**Document passage**
▶

The court’s discretion and the burden of proof

[34] Under section 344(f), the respondent “may be wound up” by this court if there is compliance with one of the four instances set out in section 235(1). As the modal verb “may” indicates, this court’s power to grant a winding-up order is a discretionary one. That is so whatever the ground is upon which the winding up is sought. Naturally, this discretion must be exercised judicially.

[35] Yet, where a creditor seeks that a company be wound up and no other creditors oppose that application, the court’s discretion is very narrow. It is well-established that an unpaid creditor that cannot obtain payment and that claims under the Companies Act is, as against the company, entitled ex debito justitiae to a winding-up order.

[36] Over and above the discretion whether or not to wind up the respondent company, the court has an inherent discretion to prevent abuse of its process.7 Even if a ground for winding up is demonstrated, a court will not grant the order where the sole or predominant motive or purpose of the applicant is something other than the bona fide bringing about of the respondent company’s liquidation for its own sake. A central example of the latter is where the applicant seeks to enforce the payment of a debt over which the respondent has raised a bona fide dispute. Another example is where the winding-up application is brought to harass, oppress or to defraud the respondent company.

[37] In Estate Logie v Priest,8 the erstwhile Appellate Division (per Solomon JA) held:9

[I]t is perfectly legitimate for a creditor to take insolvency proceedings against a debtor for the purpose of obtaining payment of his debt. In truth that is the motive by which persons, as a rule, are actuated in claiming sequestration orders. They are not influenced by altruistic considerations or regard for the benefit of other creditors, who are able to look after themselves. What they want is payment of their debt, or as much of it as they can get.”


[38] On the issue of an abuse of process, in Mineral Sands Resources (Pty) Ltd and Others v Reddell,10 recently the Constitutional Court glossed Estate Logie:11

[Estate Logie] must be understood in the context of the finding that the enforcement of a debt by utilising sequestration proceedings is unobjectionable and does not constitute an abuse of process.”


[39] As to inter alia the onus that rests upon an applicant in a winding-up application, in Orestisolve (Pty) Ltd t/a Essa Investments v NFDT Investment Holdings (Pty) Ltd,12 the Western Cape High Court (per Rogers J) observed:

[7] In an opposed application for provisional liquidation the applicant must establish its entitlement to an order on a prima facie basis, meaning that the applicant must show that the balance of probabilities on the affidavits is in its favour (Kalil v Decotex (Pty) Ltd and Another 1988 (1) SA 943 (A) at 975J–979F). This would include the existence of the applicant's claim where such is disputed. (I need not concern myself with the circumstances in which oral evidence will be permitted where the applicant cannot establish a prima facie case.)

◀

[Extracted records]
▶

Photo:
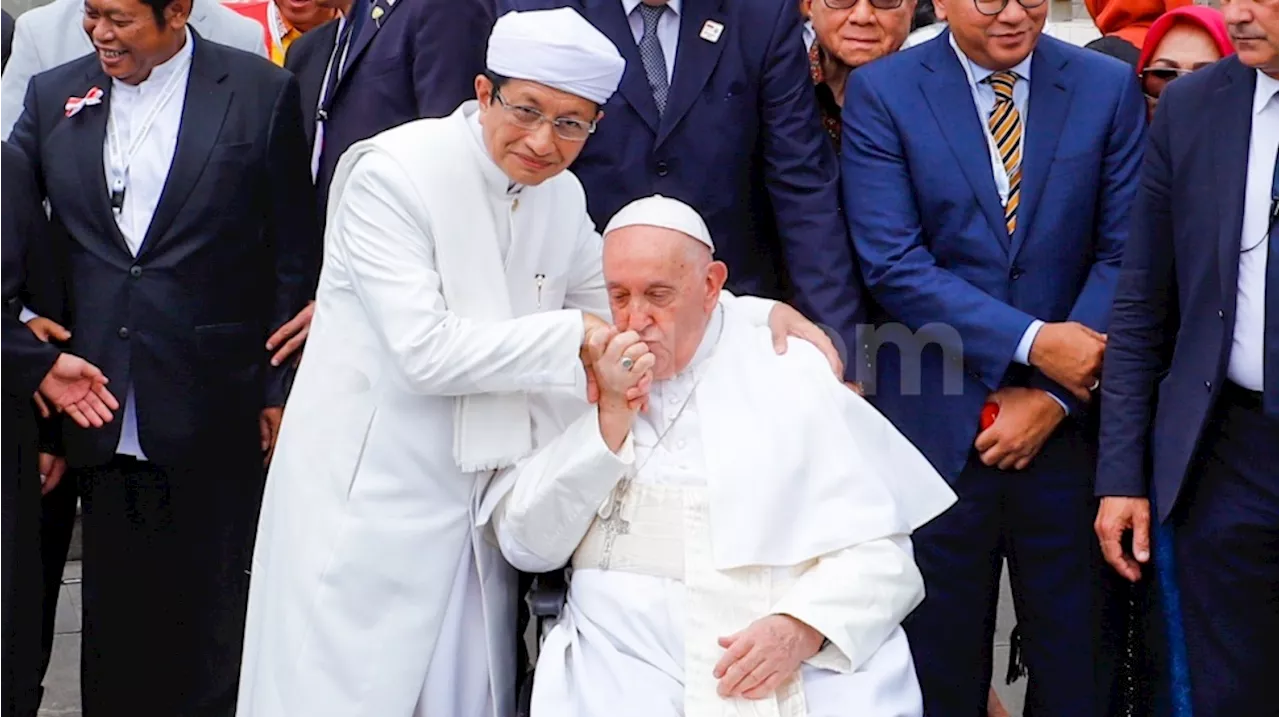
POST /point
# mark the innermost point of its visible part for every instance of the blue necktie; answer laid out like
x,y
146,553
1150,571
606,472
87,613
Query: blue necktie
x,y
650,53
1271,323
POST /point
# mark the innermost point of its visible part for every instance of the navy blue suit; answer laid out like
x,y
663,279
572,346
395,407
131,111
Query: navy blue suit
x,y
740,141
419,59
1168,405
929,231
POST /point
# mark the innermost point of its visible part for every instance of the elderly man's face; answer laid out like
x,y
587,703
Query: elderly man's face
x,y
1255,27
663,286
859,32
517,128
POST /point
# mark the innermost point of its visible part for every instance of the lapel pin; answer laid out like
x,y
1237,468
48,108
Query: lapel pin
x,y
712,31
76,104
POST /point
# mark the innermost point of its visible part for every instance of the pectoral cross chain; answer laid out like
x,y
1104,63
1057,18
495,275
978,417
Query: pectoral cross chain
x,y
613,525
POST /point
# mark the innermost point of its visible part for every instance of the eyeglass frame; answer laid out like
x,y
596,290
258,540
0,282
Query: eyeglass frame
x,y
853,4
1142,78
539,118
1005,4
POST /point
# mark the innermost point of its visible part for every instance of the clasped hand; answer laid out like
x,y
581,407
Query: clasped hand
x,y
621,365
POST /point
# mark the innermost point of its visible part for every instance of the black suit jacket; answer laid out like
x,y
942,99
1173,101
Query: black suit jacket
x,y
420,60
5,39
307,59
23,362
231,254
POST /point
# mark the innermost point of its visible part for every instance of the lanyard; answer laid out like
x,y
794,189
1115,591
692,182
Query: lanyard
x,y
120,163
332,73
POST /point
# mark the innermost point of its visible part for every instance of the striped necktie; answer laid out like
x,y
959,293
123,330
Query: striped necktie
x,y
1006,128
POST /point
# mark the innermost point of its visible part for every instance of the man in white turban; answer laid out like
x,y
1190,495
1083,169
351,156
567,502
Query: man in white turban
x,y
737,521
461,274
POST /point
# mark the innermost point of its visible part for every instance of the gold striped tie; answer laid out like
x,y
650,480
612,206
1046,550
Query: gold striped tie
x,y
1006,128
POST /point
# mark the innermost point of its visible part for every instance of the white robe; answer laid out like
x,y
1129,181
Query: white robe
x,y
620,645
371,594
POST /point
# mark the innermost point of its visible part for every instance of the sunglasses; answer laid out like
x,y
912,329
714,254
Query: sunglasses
x,y
1155,80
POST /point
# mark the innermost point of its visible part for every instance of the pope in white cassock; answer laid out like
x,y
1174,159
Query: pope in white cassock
x,y
461,274
740,544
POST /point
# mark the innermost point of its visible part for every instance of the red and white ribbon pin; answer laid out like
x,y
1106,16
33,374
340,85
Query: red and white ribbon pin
x,y
76,104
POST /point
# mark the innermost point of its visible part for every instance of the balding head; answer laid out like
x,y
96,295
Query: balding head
x,y
663,284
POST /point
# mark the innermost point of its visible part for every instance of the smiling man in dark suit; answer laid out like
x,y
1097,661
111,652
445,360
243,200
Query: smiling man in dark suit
x,y
174,168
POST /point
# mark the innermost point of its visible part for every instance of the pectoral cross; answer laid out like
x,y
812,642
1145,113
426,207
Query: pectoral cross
x,y
613,524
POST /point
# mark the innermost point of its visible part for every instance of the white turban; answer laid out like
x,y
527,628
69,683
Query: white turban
x,y
666,214
557,49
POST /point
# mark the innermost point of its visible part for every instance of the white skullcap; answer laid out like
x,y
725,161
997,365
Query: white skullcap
x,y
557,49
664,213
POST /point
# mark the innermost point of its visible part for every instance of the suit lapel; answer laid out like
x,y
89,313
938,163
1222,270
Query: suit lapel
x,y
695,60
365,30
88,133
608,17
1233,106
946,88
1046,112
202,115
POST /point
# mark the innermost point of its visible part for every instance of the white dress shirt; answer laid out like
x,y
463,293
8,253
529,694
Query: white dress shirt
x,y
984,100
129,105
1244,365
668,30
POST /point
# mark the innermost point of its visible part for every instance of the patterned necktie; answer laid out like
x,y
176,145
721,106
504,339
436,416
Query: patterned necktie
x,y
1006,128
650,51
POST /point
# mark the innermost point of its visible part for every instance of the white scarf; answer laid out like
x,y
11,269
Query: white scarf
x,y
490,430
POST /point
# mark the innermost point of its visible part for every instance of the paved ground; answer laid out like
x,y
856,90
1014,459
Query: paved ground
x,y
62,684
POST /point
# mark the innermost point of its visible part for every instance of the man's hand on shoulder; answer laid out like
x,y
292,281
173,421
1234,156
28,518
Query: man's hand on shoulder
x,y
786,322
1070,355
1027,418
758,660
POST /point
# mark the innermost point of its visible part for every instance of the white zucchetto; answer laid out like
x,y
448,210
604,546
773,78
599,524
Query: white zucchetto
x,y
663,213
558,49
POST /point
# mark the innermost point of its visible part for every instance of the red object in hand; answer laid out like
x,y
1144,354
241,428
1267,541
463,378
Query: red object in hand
x,y
988,415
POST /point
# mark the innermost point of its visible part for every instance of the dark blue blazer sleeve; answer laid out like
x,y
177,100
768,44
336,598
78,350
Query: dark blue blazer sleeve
x,y
900,270
23,359
449,51
803,177
1146,293
1121,165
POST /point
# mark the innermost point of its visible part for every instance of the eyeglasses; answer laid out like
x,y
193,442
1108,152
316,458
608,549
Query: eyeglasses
x,y
877,4
529,118
1155,80
996,7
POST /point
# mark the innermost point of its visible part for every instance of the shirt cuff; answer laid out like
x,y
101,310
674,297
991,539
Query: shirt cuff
x,y
1024,346
1060,402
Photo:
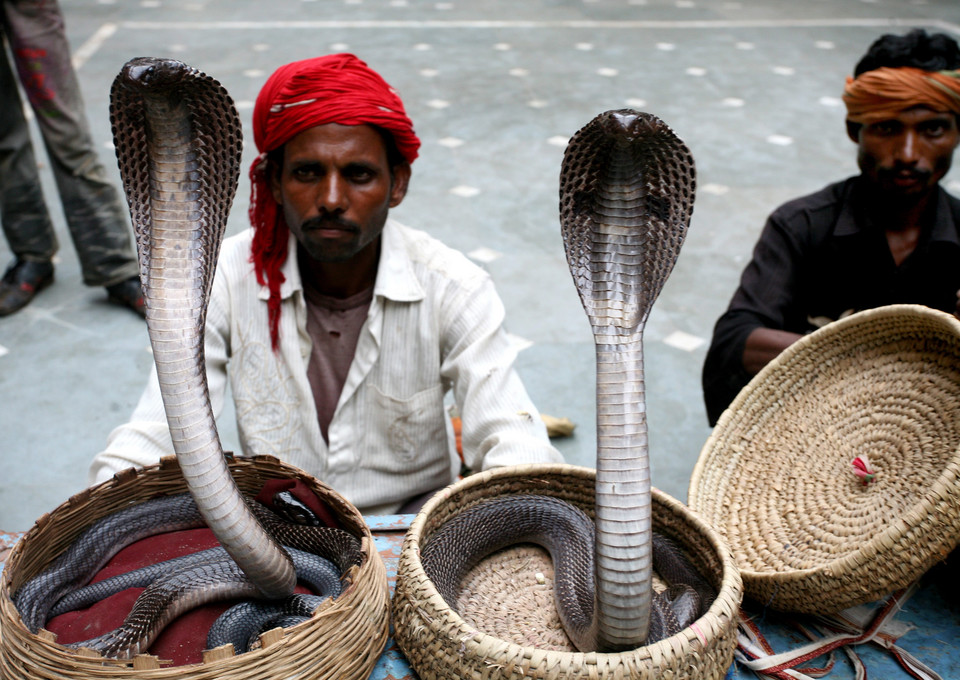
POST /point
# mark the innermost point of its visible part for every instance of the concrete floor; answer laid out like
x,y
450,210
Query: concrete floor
x,y
495,89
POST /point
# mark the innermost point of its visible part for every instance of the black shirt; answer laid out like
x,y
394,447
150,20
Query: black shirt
x,y
820,257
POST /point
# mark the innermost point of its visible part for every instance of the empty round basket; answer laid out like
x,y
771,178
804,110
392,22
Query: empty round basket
x,y
834,476
343,639
439,643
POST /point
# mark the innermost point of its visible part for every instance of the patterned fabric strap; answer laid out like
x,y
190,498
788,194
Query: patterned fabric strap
x,y
841,631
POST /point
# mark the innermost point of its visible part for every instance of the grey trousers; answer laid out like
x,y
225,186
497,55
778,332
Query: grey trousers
x,y
34,40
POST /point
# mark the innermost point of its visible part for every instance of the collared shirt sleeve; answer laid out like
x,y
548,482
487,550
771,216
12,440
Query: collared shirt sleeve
x,y
501,425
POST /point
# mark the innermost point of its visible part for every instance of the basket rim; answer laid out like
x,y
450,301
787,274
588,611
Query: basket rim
x,y
927,497
369,585
730,583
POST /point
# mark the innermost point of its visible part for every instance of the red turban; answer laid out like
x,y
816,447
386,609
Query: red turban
x,y
338,88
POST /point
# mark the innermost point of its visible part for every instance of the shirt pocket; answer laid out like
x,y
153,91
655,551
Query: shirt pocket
x,y
413,428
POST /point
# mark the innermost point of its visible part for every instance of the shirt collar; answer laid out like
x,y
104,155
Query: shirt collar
x,y
396,279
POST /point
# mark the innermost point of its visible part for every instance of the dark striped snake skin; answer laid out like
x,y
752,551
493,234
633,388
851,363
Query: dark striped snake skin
x,y
178,140
626,196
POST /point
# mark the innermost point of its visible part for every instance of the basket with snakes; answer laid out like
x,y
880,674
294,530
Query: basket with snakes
x,y
626,192
343,638
834,475
177,135
504,623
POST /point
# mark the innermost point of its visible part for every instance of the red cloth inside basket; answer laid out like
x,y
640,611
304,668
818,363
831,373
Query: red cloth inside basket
x,y
184,640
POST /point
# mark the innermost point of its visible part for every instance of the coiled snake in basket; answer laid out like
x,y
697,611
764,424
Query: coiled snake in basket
x,y
179,141
626,195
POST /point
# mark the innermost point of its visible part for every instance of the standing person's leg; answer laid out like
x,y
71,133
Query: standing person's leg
x,y
95,214
23,212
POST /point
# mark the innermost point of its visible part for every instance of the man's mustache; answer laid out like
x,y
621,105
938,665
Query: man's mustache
x,y
330,222
901,172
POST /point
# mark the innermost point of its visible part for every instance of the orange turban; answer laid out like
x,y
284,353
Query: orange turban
x,y
883,93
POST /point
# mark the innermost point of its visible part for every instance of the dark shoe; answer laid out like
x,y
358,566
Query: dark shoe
x,y
22,281
128,294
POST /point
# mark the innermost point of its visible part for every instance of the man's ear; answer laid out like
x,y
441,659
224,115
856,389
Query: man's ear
x,y
400,175
853,131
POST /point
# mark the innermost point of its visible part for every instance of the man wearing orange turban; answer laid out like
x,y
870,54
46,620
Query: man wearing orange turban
x,y
888,235
342,329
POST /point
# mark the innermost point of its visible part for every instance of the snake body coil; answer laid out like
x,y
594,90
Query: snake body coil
x,y
178,140
626,195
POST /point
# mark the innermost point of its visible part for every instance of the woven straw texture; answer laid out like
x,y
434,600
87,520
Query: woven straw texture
x,y
776,480
440,644
344,638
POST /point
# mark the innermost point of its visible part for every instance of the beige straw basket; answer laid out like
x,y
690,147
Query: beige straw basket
x,y
440,644
344,639
776,476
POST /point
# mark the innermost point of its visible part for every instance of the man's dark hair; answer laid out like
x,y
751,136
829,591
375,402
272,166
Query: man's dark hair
x,y
919,49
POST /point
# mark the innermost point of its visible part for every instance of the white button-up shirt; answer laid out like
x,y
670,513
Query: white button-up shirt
x,y
435,324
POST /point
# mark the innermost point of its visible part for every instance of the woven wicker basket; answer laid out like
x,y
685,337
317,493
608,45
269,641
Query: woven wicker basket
x,y
344,639
776,480
440,644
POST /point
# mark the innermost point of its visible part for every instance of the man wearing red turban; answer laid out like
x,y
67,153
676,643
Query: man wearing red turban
x,y
888,235
340,329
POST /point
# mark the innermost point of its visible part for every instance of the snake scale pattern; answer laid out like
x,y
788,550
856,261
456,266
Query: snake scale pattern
x,y
626,194
627,186
178,139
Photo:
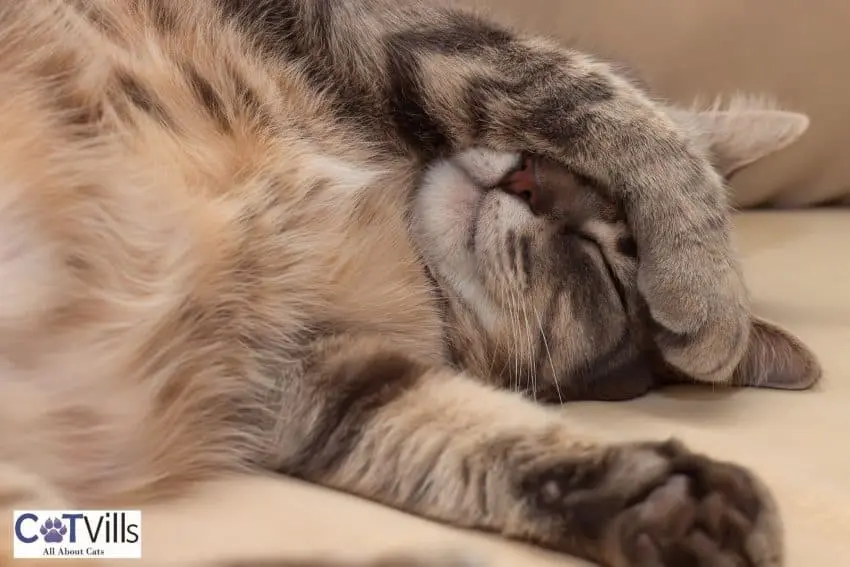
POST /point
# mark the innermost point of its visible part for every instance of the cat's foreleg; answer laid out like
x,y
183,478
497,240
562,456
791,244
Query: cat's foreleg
x,y
379,424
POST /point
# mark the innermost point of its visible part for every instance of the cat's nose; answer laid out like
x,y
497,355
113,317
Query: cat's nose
x,y
524,184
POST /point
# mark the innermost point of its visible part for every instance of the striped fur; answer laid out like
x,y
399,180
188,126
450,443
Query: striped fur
x,y
227,242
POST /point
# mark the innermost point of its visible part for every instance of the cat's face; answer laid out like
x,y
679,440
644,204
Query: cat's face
x,y
539,271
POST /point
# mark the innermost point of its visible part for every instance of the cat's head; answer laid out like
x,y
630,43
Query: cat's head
x,y
538,270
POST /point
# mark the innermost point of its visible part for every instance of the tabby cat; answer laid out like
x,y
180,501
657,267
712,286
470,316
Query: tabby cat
x,y
353,242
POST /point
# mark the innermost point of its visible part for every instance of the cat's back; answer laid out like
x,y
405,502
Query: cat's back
x,y
174,209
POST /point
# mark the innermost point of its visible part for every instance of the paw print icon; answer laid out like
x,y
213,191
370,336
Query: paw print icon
x,y
53,530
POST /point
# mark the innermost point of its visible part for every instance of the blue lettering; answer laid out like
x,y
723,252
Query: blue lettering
x,y
19,534
72,521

◀

**Task brief**
Answer these questions from the passage on the court's discretion and the burden of proof:
1. Under which section "may" the respondent be wound up by the court?
2. Which judge delivered the Appellate Division's holding in Estate Logie v Priest?
3. In an opposed application for provisional liquidation, what must the applicant show about the balance of probabilities?

**Task response**
1. Section 344(f).
2. Solomon JA.
3. The balance of probabilities on the affidavits is in its favor.